Sección del texto
De mansiones a inquilinatos: así viven 7.000 personas en antiguas casonas de Prado Centro, en Medellín

Medellín es la segunda ciudad con mayor cantidad de población migrante venezolana. Según cifras de la Agencia de Naciones Unidas para los Refugiados (Acnur), en 2024 Medellín albergaba a cerca de 240.000 migrantes venezolanos, eso es cerca del 10% de su población, lo que la convierte en la segunda ciudad con mayor presencia de migrantes del vecino país solo superada por Bogotá.

Material proporcionado
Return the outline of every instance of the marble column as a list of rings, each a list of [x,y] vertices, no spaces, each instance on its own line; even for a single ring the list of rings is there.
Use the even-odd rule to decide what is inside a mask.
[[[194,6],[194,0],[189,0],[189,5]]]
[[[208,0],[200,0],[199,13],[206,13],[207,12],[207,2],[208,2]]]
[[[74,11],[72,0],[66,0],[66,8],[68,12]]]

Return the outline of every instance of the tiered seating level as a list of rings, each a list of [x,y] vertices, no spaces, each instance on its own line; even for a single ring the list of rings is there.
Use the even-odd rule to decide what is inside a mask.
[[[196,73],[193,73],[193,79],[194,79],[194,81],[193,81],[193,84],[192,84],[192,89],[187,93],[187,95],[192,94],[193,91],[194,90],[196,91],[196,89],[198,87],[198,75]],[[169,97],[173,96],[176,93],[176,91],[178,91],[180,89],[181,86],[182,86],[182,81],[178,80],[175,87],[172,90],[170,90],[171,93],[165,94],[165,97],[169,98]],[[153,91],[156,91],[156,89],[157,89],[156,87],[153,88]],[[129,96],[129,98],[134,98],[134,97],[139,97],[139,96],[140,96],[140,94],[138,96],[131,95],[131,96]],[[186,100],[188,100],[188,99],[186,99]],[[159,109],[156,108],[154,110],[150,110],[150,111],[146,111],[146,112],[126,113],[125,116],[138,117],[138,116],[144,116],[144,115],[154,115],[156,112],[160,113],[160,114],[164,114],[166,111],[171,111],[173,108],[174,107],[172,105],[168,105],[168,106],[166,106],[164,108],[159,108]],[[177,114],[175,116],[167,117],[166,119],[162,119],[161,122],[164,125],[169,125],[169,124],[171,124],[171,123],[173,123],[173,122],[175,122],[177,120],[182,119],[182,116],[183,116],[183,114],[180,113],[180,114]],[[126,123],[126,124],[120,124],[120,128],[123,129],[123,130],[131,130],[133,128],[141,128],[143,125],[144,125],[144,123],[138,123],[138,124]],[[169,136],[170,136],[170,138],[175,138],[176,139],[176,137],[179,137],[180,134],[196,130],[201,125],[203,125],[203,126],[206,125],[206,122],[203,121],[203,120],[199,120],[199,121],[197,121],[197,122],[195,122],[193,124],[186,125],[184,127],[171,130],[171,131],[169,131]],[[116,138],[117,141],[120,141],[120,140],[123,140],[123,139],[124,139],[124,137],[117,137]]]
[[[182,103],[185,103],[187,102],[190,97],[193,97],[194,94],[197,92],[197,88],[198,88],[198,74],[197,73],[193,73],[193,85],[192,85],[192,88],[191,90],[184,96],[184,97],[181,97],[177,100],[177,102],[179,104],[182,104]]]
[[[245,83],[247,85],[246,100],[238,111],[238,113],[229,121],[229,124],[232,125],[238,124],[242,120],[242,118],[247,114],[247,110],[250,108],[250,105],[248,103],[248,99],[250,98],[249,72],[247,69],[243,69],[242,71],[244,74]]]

Ejercicio breve
Transcribe del texto sobre Prado Centro el fragmento que va desde "De mansiones a" hasta "superada por Bogotá.", con ambos extremos incluidos.

Solución del ejercicio
De mansiones a inquilinatos: así viven 7.000 personas en antiguas casonas de Prado Centro, en Medellín

Medellín es la segunda ciudad con mayor cantidad de población migrante venezolana. Según cifras de la Agencia de Naciones Unidas para los Refugiados (Acnur), en 2024 Medellín albergaba a cerca de 240.000 migrantes venezolanos, eso es cerca del 10% de su población, lo que la convierte en la segunda ciudad con mayor presencia de migrantes del vecino país solo superada por Bogotá.